(Location identification entries)

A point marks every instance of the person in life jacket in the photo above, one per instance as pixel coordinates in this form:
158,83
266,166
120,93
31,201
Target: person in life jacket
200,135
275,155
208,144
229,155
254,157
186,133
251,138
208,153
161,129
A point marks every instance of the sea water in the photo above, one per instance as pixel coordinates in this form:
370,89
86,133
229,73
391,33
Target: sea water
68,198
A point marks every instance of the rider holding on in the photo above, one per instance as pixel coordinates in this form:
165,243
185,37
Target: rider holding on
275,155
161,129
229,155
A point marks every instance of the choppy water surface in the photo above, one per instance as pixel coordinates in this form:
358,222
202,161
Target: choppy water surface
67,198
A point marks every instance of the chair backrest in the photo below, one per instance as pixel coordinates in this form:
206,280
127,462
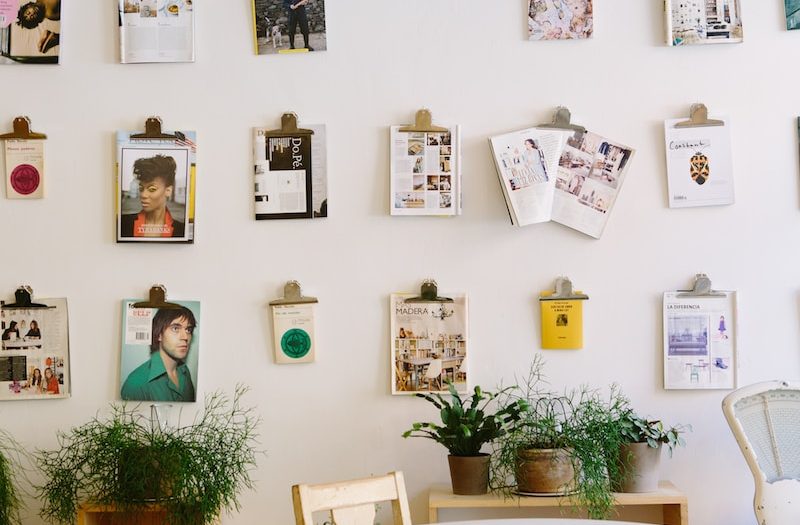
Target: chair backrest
352,502
765,419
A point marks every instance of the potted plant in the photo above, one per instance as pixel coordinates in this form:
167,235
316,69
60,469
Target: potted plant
563,443
467,425
640,452
131,462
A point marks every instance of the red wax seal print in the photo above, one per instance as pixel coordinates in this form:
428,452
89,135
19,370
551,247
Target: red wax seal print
25,179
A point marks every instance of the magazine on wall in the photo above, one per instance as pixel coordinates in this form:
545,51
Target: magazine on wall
30,31
560,19
691,22
428,344
156,187
156,31
160,348
526,163
289,26
699,164
291,175
34,357
700,341
590,173
425,172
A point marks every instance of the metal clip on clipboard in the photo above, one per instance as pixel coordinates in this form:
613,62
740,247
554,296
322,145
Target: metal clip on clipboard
702,288
564,292
561,120
289,127
158,295
22,131
429,293
423,123
293,294
698,118
22,299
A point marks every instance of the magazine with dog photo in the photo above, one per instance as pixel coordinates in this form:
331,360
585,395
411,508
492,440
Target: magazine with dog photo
288,27
156,31
425,172
590,173
526,163
30,31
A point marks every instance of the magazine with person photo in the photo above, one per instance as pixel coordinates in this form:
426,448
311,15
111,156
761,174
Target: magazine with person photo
30,31
155,181
289,26
425,172
699,164
691,22
34,356
160,352
151,31
560,19
590,173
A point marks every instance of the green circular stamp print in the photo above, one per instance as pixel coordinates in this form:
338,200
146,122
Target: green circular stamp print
295,343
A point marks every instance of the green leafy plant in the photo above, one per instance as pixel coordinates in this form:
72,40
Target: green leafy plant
467,424
129,461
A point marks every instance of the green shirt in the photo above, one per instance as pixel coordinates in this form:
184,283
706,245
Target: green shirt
150,382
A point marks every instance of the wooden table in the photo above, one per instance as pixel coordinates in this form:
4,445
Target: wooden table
671,500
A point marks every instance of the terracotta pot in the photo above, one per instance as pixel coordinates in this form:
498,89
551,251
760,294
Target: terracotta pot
469,474
545,471
640,463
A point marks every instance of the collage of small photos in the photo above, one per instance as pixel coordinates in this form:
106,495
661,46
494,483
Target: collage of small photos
425,175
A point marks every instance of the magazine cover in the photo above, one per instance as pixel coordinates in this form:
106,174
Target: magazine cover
526,162
156,31
699,165
160,350
289,26
290,173
34,357
425,172
428,344
699,341
155,181
559,19
591,171
30,31
703,22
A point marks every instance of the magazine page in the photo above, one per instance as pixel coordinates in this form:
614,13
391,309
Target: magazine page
24,169
699,165
526,163
700,341
691,22
290,173
288,27
560,19
156,187
30,32
425,172
156,31
428,344
591,171
34,357
160,352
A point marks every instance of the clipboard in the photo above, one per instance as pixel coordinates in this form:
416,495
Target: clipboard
293,325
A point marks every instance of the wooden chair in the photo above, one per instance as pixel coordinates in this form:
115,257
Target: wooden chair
352,502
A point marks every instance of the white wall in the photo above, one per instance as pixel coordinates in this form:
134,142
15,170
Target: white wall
469,61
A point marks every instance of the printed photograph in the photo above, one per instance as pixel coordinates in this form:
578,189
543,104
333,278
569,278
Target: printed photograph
706,21
559,19
289,26
160,350
154,191
688,335
32,32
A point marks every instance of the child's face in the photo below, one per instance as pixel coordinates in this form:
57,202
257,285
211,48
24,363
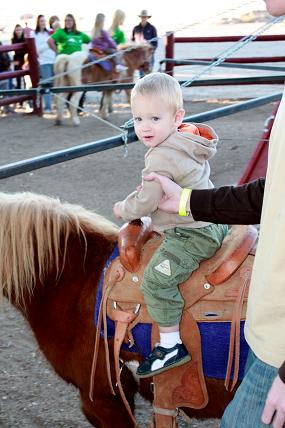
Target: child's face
154,121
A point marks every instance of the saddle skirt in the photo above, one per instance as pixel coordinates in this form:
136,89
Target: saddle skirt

* _Your instructions_: Keep the pictures out of the copy and write out the data exactly as it stands.

* _Task output_:
A point marks every instance of the person in life jacket in the photo above, one per instance as pixel coordinates in this form:
158,83
266,166
120,93
31,201
Target: person in life jacket
200,135
275,155
208,144
229,155
254,157
186,133
251,138
208,153
161,129
A point marks every instance of the sea water in the photo above, one per instance as pixel coordinates in this form:
370,89
86,133
229,73
391,33
Target: sea water
68,198
A point marks every instance of the rider holding on in the photo above, one per instance as pixel coordinates in this form:
165,243
185,37
Target: rider holding on
275,155
161,129
229,155
A point marks every instance of the choppy water surface in the photo above, one per instance as pixel coordinates in this form:
358,222
202,161
Target: choppy water surface
67,198
A point marks every instance of the chair backrest in the photo below, one per instance as pixel coordinates in this form:
206,280
127,462
Target: chair backrest
352,502
765,419
A point marks every instance of the potted plant in the photo above, one per instance as pixel coordinates in this form:
167,235
316,69
60,469
Target: potted plant
563,443
467,425
640,452
131,462
A point marks every instance of the red wax seal print in the photo above, one per instance as pixel coordinates in this form:
428,452
89,135
19,370
551,247
Target: red wax seal print
25,179
A point marks every instance of the magazine on wall in the photo above, one per instance as pixel coordinates in this form:
545,51
Target: magazine on wall
30,31
560,19
691,22
428,344
156,187
156,31
160,348
526,163
289,26
699,164
291,175
34,357
700,341
590,173
425,172
A point marks every instance of the metal clip on clipboard in the photo above, one per instance as pixel coordinates in this form:
613,62
740,247
554,296
322,145
Target: metal clip on clipboard
702,288
564,292
561,120
289,127
158,295
22,131
429,293
423,123
293,294
698,118
22,299
A point marks every instance of the magazine with dog photo in the photo above, one per instance as pixel coordinates in this form:
331,360
585,395
411,508
492,440
Target: magazine with dog photo
288,27
156,31
425,172
590,173
526,163
30,31
A point marks every instance of the magazine with person photo in the photo above, one per instance as pixel coordinates in this form:
426,448
311,15
111,156
761,174
Target: magazine with person photo
30,31
155,181
289,26
425,172
699,164
691,22
34,356
160,352
151,31
560,19
590,173
A point marks every instance of the green circular stamp print in the photo above, one per instance as pixel coordinates in this form:
338,200
146,122
Target: green circular stamp print
295,343
A point marks every instance of the green leafy plant in the photo above, one per instance as pixel coordinates in this form:
72,40
Target: green leafy plant
467,424
129,461
A point marks every instance of the green shirt in the photo above, one per instance as pixel coordinates in this form:
184,283
706,245
Target: green shirt
150,382
A point marks every instance of the wooden table in the photo above, one per instance as pixel coordinates in this form:
4,445
Target: wooden table
671,500
A point marks every instance of the terracotta pot in the photo above, one per instance as pixel coordinates in this form:
498,89
551,251
760,294
Target: terracotta pot
469,474
545,471
640,463
A point marks every instance of the collage of small photos in the photo above, one per instance as pixel coordinates in this form:
106,495
661,46
494,483
Target: collage of small photos
425,175
A point marks every instance of the magazine cover in the photo above, one per instance as pixel coordinates in this form:
106,174
Target: magazine cover
526,162
156,31
699,165
160,350
289,26
290,173
34,357
425,172
428,344
699,341
155,181
559,19
591,171
30,31
703,22
A point marks every instance of the magazine page in the photo above, one per instance as pixel coordinates in this form:
614,13
391,309
Target: magazine page
24,169
699,165
526,163
700,341
691,22
290,173
288,27
560,19
156,187
30,32
425,172
156,31
428,344
591,171
34,357
160,352
A point marks every instance of the clipboard in the photo above, one per instance as pixel coordinates in this form:
416,495
Target: clipboard
293,325
A point marks every instance of the wooden chair in the photo above, one per instance as pixel coordinates in this form:
115,257
Target: wooden chair
352,502
A point marks every instance of the white wall in the photo above, one per instance as pixel coordinates in this form:
134,142
15,170
Target: white wall
469,61
A point marks every instance of the printed photograph in the photo above, one per instance as pixel coordinates in this form:
578,189
543,104
333,278
569,278
Target: printed photograph
706,21
559,19
289,26
160,350
154,191
688,335
32,32
A point marks every instance of the child's face in the photo below, one per instance as pixel coordinates in this form:
57,202
257,285
211,48
24,363
Target: child's face
154,121
A point marks every instance of the saddle skirt in the photo above, one per instance as pixel coordinates in this form:
136,89
Target: saddle skirt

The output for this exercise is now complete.